● **PROMPT**
Scan the records below. Copy every line in which the word "knuckle" appears.

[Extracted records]
_____

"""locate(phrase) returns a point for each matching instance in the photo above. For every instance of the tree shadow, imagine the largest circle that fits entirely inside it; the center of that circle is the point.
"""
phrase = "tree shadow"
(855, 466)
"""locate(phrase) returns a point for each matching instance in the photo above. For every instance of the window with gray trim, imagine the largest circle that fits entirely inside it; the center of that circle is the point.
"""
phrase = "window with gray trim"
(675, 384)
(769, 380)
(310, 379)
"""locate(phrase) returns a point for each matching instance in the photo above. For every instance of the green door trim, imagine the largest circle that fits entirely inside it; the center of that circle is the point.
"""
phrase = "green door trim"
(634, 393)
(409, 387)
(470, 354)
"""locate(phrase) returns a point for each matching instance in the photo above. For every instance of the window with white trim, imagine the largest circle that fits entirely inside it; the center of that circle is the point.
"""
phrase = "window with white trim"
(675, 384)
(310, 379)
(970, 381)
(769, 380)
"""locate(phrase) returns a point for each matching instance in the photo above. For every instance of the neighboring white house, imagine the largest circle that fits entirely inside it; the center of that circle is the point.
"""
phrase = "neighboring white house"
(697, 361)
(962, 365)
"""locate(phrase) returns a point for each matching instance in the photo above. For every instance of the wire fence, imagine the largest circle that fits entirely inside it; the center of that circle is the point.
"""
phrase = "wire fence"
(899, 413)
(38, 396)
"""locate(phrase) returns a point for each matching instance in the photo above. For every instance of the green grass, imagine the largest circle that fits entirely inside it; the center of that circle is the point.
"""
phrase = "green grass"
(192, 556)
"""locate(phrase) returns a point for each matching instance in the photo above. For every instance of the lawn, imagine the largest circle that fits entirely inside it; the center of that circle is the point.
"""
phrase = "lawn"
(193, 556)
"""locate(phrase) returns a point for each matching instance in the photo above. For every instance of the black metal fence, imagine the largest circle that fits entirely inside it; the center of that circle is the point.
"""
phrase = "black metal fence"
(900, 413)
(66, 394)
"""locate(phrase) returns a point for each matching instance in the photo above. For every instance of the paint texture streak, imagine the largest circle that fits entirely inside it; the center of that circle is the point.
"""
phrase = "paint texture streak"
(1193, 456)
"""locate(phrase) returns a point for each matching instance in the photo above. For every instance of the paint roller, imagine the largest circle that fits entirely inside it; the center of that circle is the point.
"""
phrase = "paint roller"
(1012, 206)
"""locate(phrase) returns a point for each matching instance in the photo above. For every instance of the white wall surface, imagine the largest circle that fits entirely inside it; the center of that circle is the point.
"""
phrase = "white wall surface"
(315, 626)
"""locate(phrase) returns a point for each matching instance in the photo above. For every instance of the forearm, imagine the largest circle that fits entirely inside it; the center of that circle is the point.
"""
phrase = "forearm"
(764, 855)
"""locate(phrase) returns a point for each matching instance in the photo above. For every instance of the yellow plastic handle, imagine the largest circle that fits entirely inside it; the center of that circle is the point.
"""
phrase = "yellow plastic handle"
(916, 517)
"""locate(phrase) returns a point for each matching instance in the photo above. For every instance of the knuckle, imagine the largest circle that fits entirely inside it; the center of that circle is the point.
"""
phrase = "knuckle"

_____

● **EXERCISE OUTPUT**
"""locate(phrase) returns a point for each matching instance in the photo above. For every instance of the knuckle, imagine the largest circle that fits entirely inside it; the center of that circle is the point.
phrase = "knuckle"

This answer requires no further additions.